- **Your instructions**:
Exclude the pictures, then copy all remaining records exactly.

- **Material shown**:
Content starts
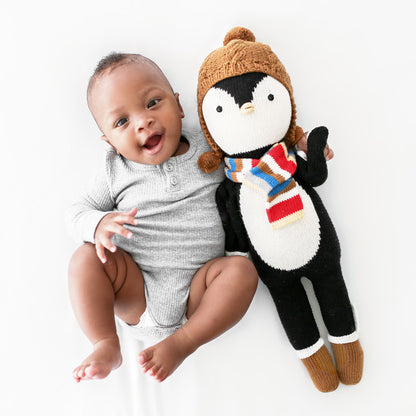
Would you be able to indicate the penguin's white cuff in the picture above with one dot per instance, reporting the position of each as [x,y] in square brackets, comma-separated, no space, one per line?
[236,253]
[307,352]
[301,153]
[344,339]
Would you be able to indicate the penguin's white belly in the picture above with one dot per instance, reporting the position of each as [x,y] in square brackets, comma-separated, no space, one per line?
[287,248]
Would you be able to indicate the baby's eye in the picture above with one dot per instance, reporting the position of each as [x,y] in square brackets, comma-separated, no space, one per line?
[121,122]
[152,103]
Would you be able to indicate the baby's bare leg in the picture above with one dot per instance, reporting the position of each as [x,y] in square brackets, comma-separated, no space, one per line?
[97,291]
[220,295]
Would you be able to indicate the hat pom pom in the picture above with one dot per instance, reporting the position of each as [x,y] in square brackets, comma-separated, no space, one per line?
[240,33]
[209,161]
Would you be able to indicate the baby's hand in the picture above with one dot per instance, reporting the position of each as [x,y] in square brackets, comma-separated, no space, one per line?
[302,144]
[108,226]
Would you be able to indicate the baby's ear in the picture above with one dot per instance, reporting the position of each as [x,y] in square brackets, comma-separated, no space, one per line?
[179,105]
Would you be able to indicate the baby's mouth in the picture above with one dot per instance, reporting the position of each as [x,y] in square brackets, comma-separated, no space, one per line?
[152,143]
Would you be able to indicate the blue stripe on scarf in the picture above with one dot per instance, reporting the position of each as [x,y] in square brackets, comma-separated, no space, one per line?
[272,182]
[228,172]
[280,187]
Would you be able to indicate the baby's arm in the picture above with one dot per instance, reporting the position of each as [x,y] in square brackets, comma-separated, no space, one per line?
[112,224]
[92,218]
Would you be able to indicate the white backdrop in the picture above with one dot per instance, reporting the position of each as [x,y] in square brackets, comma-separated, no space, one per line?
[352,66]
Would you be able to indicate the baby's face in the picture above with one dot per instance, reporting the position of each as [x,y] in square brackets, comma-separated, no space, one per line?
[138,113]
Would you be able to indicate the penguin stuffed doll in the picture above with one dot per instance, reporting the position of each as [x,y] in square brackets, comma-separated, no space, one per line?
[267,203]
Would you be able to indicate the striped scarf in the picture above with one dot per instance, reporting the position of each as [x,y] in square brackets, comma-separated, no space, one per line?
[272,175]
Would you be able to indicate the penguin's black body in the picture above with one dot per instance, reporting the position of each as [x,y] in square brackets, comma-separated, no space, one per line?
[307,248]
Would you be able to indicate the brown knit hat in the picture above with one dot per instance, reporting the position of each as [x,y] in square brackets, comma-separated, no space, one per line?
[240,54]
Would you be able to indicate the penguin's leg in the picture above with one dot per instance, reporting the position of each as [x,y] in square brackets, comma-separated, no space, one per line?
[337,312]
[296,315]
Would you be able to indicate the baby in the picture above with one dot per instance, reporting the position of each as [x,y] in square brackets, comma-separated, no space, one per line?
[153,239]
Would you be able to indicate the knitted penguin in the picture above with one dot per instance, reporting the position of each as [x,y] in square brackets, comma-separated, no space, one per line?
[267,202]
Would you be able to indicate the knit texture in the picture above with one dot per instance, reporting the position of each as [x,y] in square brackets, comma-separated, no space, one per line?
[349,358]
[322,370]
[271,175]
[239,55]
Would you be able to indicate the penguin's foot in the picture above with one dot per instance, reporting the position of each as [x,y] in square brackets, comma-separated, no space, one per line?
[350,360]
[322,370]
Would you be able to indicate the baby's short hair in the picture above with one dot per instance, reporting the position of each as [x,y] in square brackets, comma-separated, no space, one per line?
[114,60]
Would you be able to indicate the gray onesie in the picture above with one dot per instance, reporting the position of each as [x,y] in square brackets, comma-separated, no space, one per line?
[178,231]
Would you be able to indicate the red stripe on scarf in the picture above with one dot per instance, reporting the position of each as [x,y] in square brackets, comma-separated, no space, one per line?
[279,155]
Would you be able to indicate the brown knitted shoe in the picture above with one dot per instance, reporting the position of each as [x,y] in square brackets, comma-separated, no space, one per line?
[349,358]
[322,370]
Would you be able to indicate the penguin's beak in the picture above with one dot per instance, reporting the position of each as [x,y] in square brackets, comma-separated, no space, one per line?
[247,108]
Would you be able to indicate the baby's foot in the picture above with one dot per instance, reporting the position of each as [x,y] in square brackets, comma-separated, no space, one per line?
Content ends
- **Result for this exercise**:
Would you be able to indicate the penguin's white cuff in the picture above with one dot per instance, reporting the position of each as [x,y] in square brackets, comma-separated, no space, one per line?
[236,253]
[307,352]
[301,153]
[344,339]
Would you be able to indicate the penguin's white belly in the picture above with one dot per instance, reporting the position of each as [x,y] in square brackets, comma-separated, no space, one per line?
[287,248]
Would you be able to indicate the baby's eye in the picture above with one dot per instance, reporting the position of each as [x,y] in square brackets, comma-separated, no space, one per line?
[121,122]
[152,103]
Would you be able to indicate the baby's bare leg in the picture above with one dot per instance, reporting the position of each as [x,y] in square brackets, comma-separated, no space, one per line?
[97,291]
[220,295]
Would you be able to indicate the hat pom pom in the picture above with one dot per instance, reporting the position of each as [x,y] in square brackets, comma-separated, no space, one per line?
[240,33]
[209,161]
Would you be able to indicate the baby's hand in the picture above with one dot per instance, reporting the position of each as [x,y] in square brackets, comma-separated, no space, one per line?
[302,144]
[108,226]
Would you be able to indicate the baby's ear in the picture above with one dot per instance, reporting the position of each as [x,y] in square brackets, comma-separated, no space, one per line?
[179,105]
Would you be able to indicate the baby's mouth in the picture above with one dot per instance, reporting the position of each as [x,y] in square brackets, comma-separated, no space, one per line?
[152,143]
Would you be able to indicate the blue stripe on scarf in the picture above with one dot per instance, reporting the position of each as [x,y] in square brackets, comma-separated, no space, one per line?
[272,182]
[228,172]
[280,187]
Would you be able to indicate the baby's arm in the picture above with one dot per instance, reporting the position of each as [x,y] in square brackets, comma-separated, no space, one per line?
[112,224]
[92,218]
Would you be able to indicate the white backdrop in the picture above with one dot per instance, reporting the position of each as [x,y] in square brackets, comma-separated, no space, one per line?
[352,66]
Would you be able to indicate the baby's face in the picture above with one dot per instance, reporting the position of each as [x,y] in square brackets, comma-separated, no space, one per line?
[138,113]
Would you be able to indicate the penguin stuffed doll in the picture above with one dot per instance, reporting the position of each as [x,y] in square brackets, comma-separated, no space, one per line?
[267,203]
Would you be able to indicate the striped scarf in the picture above with one dot per instance, reporting the position of each as [x,y] in square brackets, comma-separated, no space, one per line?
[272,175]
Would you be able to indicate the penguin's black body in the picture above with one dot per instance, reporting the position of each as [x,y] in square brackets, comma-separated, no space, one per line?
[307,248]
Would you be able to indicate the brown knit hat in the picture above with one dot per instance, reporting the position of each as [x,y] in square brackets, comma-separated, no space, one per line?
[240,54]
Would you be able to indicate the penguin's leg in the picture above with one dot per instance, reporting the position of each as [x,y] in square brackets, comma-separated, no space, one per line?
[337,312]
[296,315]
Would you be able to indicate the baby in the picture above with one dot per instance, reporting the position of each as [x,y] in square brackets, comma-separated, no space, one per line?
[153,239]
Would you be able to indicate the knitted penguin in the picture above with one dot per instance, reporting the position of each as [x,y] in square brackets, comma-separated, no space, one per line?
[267,202]
Would you be able to indicate the knit texture in the picture above with one dot per instance, reporting the position of each as [x,y] in square brackets, comma-separated, no space, one per line?
[349,358]
[322,370]
[271,175]
[239,55]
Would you be able to indicate the penguin's foot in the picture above with one dot per instance, reporting the position of each as [x,y] in square brackets, comma-separated, no space, one per line?
[350,360]
[322,370]
Would you be able to indicate the baby's short hair in the picture above with one dot per instance, reporting the position of each as [x,y] in square brackets, comma-separated, no space, one per line?
[114,60]
Would you be able to indicate the gray onesie in the picture above with one dot per instance, reporting the position of each as [x,y] in square brackets, comma-separated, no space, one per line?
[178,231]
Would you be able to indicate the red stripe on scarf in the picture above with one dot per instance, reporting the position of each as [x,y] in square brackets, comma-separated, no space, one per line?
[279,155]
Would you be able to indicate the brown knitted shoe in the picture above with one dot per instance, reporting the position of each as [x,y] in square brackets, comma-separated, no space, one per line?
[349,358]
[322,370]
Would you be able to indicate the penguin's beak in the picture above with one dot per instance, reporting the position of each as [x,y] in square brackets, comma-separated, no space, one per line?
[247,108]
Would you be able to indicate the baby's foot in the picture above with one dot per instance, reporting the position of each as [x,y] in square brackets, comma-separated, no space, one per line?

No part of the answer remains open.